**DIRECTIONS:**
Copy out the lines starting with the one containing "139L245 143L248 139L245" and going on through the one containing "positive clicks: (247, 136)", both included, reproducing them character for character.

**DATA:**
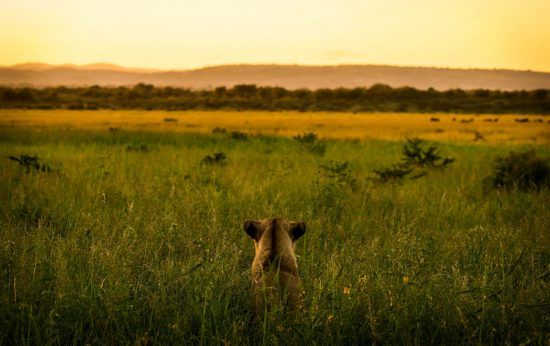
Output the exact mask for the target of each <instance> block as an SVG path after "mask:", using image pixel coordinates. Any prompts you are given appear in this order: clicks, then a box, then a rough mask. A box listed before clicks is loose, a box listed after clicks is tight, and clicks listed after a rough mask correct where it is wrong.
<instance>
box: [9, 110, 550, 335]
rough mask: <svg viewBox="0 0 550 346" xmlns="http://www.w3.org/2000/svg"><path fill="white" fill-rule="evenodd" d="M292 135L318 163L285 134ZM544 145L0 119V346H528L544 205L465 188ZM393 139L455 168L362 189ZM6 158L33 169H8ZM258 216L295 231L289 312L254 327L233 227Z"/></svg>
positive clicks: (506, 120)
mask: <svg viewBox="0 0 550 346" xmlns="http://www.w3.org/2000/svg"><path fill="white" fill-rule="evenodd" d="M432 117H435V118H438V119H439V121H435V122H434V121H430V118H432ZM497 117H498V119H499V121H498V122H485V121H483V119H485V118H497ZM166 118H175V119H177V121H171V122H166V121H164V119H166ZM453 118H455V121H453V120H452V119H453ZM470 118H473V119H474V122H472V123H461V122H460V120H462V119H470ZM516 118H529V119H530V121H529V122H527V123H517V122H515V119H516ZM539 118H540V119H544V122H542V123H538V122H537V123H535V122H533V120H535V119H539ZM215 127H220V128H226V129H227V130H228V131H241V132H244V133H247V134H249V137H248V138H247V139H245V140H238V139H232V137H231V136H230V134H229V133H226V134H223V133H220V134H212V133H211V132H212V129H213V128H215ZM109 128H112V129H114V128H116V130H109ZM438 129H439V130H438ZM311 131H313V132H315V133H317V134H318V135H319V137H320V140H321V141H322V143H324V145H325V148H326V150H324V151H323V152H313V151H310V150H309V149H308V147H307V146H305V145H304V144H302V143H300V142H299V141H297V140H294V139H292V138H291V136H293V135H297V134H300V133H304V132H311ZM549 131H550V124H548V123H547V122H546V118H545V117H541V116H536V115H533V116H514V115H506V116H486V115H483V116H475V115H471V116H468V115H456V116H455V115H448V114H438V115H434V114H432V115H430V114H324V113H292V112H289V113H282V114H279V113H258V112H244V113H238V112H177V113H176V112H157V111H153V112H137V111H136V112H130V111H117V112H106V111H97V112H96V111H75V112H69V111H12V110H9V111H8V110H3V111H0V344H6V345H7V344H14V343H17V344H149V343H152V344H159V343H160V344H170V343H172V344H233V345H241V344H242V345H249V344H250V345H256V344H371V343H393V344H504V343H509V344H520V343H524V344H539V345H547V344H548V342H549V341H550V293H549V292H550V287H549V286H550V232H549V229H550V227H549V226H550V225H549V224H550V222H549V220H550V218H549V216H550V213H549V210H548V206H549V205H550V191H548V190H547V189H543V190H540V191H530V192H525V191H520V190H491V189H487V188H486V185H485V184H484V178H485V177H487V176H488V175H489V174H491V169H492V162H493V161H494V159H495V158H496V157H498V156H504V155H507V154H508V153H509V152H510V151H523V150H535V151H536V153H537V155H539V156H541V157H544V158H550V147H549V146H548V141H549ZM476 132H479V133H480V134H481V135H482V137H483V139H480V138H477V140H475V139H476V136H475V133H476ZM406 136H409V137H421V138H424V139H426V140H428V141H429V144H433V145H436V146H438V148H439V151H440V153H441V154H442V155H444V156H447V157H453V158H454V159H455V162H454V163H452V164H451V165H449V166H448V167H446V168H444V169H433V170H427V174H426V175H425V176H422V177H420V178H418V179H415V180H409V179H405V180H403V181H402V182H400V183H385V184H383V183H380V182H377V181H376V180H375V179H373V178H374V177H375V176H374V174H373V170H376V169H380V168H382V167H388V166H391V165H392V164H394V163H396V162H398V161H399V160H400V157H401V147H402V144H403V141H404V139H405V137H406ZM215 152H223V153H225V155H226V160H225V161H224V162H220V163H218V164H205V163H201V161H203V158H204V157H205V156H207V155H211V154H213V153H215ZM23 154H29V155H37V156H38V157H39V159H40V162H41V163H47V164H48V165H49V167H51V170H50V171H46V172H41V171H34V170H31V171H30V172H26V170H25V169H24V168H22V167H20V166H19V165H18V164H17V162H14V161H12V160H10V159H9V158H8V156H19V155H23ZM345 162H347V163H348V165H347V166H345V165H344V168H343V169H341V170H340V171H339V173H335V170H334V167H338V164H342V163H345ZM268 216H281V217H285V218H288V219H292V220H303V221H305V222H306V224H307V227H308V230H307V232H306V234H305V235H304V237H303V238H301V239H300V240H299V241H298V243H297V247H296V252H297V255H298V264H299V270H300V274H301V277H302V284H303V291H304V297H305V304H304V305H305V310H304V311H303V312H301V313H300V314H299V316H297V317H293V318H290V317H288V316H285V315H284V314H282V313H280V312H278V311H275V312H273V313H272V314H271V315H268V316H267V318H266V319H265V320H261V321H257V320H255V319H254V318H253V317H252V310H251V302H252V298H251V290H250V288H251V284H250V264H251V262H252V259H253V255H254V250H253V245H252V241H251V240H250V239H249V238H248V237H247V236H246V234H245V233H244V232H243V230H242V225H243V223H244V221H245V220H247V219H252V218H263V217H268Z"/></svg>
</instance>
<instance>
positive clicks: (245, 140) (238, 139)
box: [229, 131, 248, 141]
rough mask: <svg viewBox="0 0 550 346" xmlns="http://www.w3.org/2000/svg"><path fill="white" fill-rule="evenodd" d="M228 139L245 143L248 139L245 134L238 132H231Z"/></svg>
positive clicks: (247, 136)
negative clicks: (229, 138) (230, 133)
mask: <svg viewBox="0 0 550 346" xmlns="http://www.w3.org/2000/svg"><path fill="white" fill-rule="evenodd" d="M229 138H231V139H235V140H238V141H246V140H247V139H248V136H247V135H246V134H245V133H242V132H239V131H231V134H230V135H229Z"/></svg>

**REPLY:**
rough mask: <svg viewBox="0 0 550 346" xmlns="http://www.w3.org/2000/svg"><path fill="white" fill-rule="evenodd" d="M228 139L245 143L248 139L245 134L238 132H231Z"/></svg>
positive clicks: (247, 136)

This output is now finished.